#### QUELLE

SPIELSTIL Rezension
Lesezeit: 6 Minuten
Ein Spiel entwickelt von Julian Courtland-Smith
erschienen bei Zygomatic
Ich bin ein Kind der 80er und von diesen entsprechend geprägt. Nehmen wir mal Survive the Island als Beispiel. Ein Blick aufs Spielfeld hat bei mir direkt die Erinnerung an den Schmidt Spiele Klassiker Atlantis hervorgerufen. Das Spiel mit viel Plastik und dem herrlich überdrehten High-Fantasy-Cover. Ach, was habe ich diese Cover geliebt! Kein Wunder, dass ich damals direkt beim schwarzen Auge gelandet bin, als ich meine ersten Rollenspielerfahrungen gesammelt habe. Was wiederum daran lag, dass wir in der Allgäuer Provinz einen Spielwarenladen hatten, der die Abenteuer auch geführt hat. Aber ich drifte nun komplett ab. Ob das ein Zeichen für das fortgeschrittene Alter ist?

#### DATENZEILEN
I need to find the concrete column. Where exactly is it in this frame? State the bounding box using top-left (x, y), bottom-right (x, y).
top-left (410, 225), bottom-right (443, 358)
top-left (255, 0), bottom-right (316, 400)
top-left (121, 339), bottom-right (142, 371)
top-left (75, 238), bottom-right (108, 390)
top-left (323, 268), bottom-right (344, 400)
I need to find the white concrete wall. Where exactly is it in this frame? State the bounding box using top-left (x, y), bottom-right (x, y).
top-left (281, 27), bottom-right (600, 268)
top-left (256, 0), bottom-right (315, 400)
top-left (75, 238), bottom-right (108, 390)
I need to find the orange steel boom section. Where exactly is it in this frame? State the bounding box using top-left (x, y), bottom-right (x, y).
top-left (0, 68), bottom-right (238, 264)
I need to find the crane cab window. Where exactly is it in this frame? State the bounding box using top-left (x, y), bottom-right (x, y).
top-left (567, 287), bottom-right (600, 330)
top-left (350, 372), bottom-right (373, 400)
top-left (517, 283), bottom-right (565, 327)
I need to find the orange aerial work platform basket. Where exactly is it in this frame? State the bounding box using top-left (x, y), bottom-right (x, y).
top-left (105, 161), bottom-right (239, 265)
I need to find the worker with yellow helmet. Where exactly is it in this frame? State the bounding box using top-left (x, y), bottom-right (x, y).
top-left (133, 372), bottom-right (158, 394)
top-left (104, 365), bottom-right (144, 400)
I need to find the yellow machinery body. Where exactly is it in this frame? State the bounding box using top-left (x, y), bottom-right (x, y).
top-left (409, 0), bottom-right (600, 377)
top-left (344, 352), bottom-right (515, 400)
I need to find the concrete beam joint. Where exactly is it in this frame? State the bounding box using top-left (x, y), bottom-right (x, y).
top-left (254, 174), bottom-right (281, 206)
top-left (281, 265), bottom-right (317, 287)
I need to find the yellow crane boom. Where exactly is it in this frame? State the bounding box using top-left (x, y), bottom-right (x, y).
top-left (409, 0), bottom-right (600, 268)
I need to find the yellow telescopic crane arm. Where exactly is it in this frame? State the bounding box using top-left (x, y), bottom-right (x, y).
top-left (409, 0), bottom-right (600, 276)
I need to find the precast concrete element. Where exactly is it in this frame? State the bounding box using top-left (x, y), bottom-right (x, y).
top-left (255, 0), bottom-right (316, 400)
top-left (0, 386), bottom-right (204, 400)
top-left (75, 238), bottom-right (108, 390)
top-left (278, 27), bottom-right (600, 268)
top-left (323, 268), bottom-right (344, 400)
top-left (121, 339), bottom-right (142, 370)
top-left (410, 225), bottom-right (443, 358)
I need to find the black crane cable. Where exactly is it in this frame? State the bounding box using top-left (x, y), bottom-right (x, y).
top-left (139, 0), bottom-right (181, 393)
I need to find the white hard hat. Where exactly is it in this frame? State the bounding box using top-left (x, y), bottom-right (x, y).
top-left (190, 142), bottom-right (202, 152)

#### GEFRAGT IST
Schreib aus der Rezension das Stück von „SPIELSTIL Rezension“ bis einschließlich „fortgeschrittene Alter ist?“ Wort für Wort ab. Die Zeilen stammen nicht aus der Rezension, sondern von anderswo.

#### ANTWORT ZUR AUFGABE
SPIELSTIL Rezension
Lesezeit: 6 Minuten
Ein Spiel entwickelt von Julian Courtland-Smith
erschienen bei Zygomatic
Ich bin ein Kind der 80er und von diesen entsprechend geprägt. Nehmen wir mal Survive the Island als Beispiel. Ein Blick aufs Spielfeld hat bei mir direkt die Erinnerung an den Schmidt Spiele Klassiker Atlantis hervorgerufen. Das Spiel mit viel Plastik und dem herrlich überdrehten High-Fantasy-Cover. Ach, was habe ich diese Cover geliebt! Kein Wunder, dass ich damals direkt beim schwarzen Auge gelandet bin, als ich meine ersten Rollenspielerfahrungen gesammelt habe. Was wiederum daran lag, dass wir in der Allgäuer Provinz einen Spielwarenladen hatten, der die Abenteuer auch geführt hat. Aber ich drifte nun komplett ab. Ob das ein Zeichen für das fortgeschrittene Alter ist?